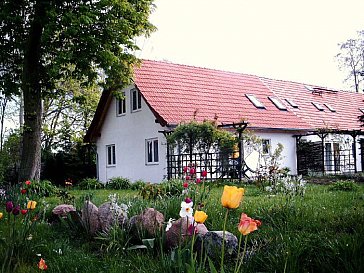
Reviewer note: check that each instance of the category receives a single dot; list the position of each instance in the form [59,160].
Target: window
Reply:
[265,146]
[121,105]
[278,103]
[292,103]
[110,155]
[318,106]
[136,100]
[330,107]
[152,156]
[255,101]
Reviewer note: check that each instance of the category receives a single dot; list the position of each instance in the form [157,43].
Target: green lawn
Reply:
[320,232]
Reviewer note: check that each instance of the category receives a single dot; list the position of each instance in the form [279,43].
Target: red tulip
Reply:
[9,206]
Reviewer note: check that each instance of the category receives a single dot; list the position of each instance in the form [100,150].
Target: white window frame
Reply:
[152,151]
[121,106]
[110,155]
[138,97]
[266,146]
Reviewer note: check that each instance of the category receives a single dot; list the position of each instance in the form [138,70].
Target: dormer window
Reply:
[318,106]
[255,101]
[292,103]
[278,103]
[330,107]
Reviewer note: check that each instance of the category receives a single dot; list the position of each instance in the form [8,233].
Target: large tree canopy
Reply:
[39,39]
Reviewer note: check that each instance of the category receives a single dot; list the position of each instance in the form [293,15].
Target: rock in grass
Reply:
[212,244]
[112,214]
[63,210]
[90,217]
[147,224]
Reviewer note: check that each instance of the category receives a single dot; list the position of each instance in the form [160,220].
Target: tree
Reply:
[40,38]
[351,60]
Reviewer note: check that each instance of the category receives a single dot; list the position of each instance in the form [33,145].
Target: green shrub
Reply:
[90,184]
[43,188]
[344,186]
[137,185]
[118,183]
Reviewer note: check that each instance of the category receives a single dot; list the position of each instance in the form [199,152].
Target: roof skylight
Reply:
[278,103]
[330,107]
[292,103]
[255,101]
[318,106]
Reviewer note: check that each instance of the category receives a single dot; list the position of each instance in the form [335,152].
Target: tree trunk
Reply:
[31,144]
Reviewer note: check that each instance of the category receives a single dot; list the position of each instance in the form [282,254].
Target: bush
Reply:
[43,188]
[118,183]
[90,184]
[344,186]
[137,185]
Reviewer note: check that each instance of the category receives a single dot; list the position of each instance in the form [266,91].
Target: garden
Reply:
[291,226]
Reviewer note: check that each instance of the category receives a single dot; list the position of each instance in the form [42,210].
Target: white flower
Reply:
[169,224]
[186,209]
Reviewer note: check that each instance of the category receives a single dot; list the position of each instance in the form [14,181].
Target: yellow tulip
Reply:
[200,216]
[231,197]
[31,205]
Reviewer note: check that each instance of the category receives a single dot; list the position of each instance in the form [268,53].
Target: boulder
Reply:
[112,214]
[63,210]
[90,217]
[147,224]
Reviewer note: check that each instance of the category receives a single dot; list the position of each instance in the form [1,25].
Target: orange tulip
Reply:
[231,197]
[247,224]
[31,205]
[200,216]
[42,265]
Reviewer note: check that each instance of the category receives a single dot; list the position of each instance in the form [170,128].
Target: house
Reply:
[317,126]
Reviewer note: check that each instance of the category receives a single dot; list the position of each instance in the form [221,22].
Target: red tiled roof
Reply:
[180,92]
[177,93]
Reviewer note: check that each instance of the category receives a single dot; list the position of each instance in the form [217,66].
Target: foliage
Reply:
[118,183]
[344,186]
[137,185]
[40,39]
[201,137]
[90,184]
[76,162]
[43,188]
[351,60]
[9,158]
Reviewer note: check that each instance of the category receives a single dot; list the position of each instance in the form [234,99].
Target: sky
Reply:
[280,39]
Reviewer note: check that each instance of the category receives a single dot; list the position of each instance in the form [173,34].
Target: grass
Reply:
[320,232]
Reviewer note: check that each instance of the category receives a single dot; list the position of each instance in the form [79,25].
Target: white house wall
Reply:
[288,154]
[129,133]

* [YOUR ASSIGNMENT]
Reproduce, word for word, everything in the listing above except the pictures.

* [SOLUTION BELOW]
Reviewer note: check that each instance of the category receives a single dot; list the position of each instance in the form [59,160].
Target: window
Reply:
[265,146]
[121,105]
[278,103]
[292,103]
[110,155]
[318,106]
[136,100]
[330,107]
[152,156]
[255,101]
Reviewer note: check that each instance of the category receives a single dot; list the position of each instance in the form [157,43].
Target: green lawn
Reply:
[320,232]
Reviewer note: check that each instance of the category receives a single dot; list the position of each instance in the form [279,43].
Target: red tulip
Reply:
[9,206]
Reviewer note: check that each instance of the category receives a single dot; list the position of each instance in the form [100,150].
Target: white window frame
Reply:
[152,151]
[121,106]
[110,155]
[138,97]
[266,146]
Reviewer note: check that each instance of the category receives a single dot; list the position of each instance in the form [138,70].
Target: dormer window
Reply:
[318,106]
[255,101]
[292,103]
[278,103]
[330,107]
Reviewer note: check that each instance of the category receives a single dot; list the position of each instance in the form [8,233].
Target: large tree canopy
Reply:
[39,39]
Reviewer note: check that each instance of the category receives a single dot; list the position of each instance in the form [293,15].
Target: rock in grass
Reply:
[212,244]
[112,214]
[63,210]
[90,217]
[147,224]
Reviewer note: check that each instance of the category receives a single dot; list the position of each instance in the form [160,220].
Target: tree
Reply:
[40,38]
[351,60]
Reviewer note: check that each instance of the category receives a single dot; list the position of each instance in the form [33,145].
Target: green shrub
Reply:
[90,184]
[43,188]
[344,186]
[137,185]
[118,183]
Reviewer note: check that each instance of the category receives a single dot; list the position of each instance in the form [199,152].
Target: roof skylight
Reply:
[278,103]
[330,107]
[292,103]
[255,101]
[318,106]
Reviewer note: check that each instance of the category receives a single dot; list the position of each instance in the form [335,152].
Target: tree trunk
Reply:
[31,144]
Reviewer note: check that each instance of the category receives a single dot; list the position of each instance in the form [282,254].
Target: bush
Reply:
[43,188]
[118,183]
[90,184]
[344,186]
[137,185]
Reviewer note: check that each instance of the category receives a single dot; list the position of each instance in the form [266,91].
Target: garden
Reply:
[291,226]
Reviewer note: check that each instance of the category receives a single dot; list the position of each instance in the form [42,210].
Target: white flower
Reply:
[169,224]
[186,209]
Reviewer note: check that each instance of the category receives a single dot; list the position of each instance in the form [14,181].
Target: yellow tulip
Reply:
[200,216]
[231,197]
[31,205]
Reviewer note: check that each instance of the category receives a single dot; list the position of each instance in the form [268,53].
Target: boulder
Reply:
[112,214]
[63,210]
[90,217]
[147,224]
Reviewer note: check that each instance of the category receives a single dot; list the position of each instance in the form [1,25].
Target: orange tulip
Reply:
[231,197]
[247,224]
[31,205]
[200,216]
[42,265]
Reviewer note: check that each instance of the category receives a single dot; list the position of each instance in the form [170,128].
Target: house
Reply:
[317,126]
Reviewer note: check that each instance of the category receives a single dot; list the position of each instance in the form [221,22].
Target: red tiled roof
Reply:
[180,92]
[177,93]
Reviewer note: check that each instance of the category receives a single dot; list the position of each instance in the form [217,66].
Target: foliage
Reply:
[118,183]
[344,186]
[137,185]
[40,39]
[201,137]
[90,184]
[76,162]
[43,188]
[351,60]
[9,158]
Reviewer note: check that each instance of the category receives a single dot; list the position of each instance in the form [234,99].
Target: sky
Reply:
[280,39]
Reviewer note: check that each instance of the category receives a single dot; list the position of each instance in the form [173,34].
Target: grass
Reply:
[320,232]
Reviewer note: check that each instance of the category receives a single dot; list the position of each instance in the form [79,25].
Target: white house wall
Reply:
[288,154]
[129,133]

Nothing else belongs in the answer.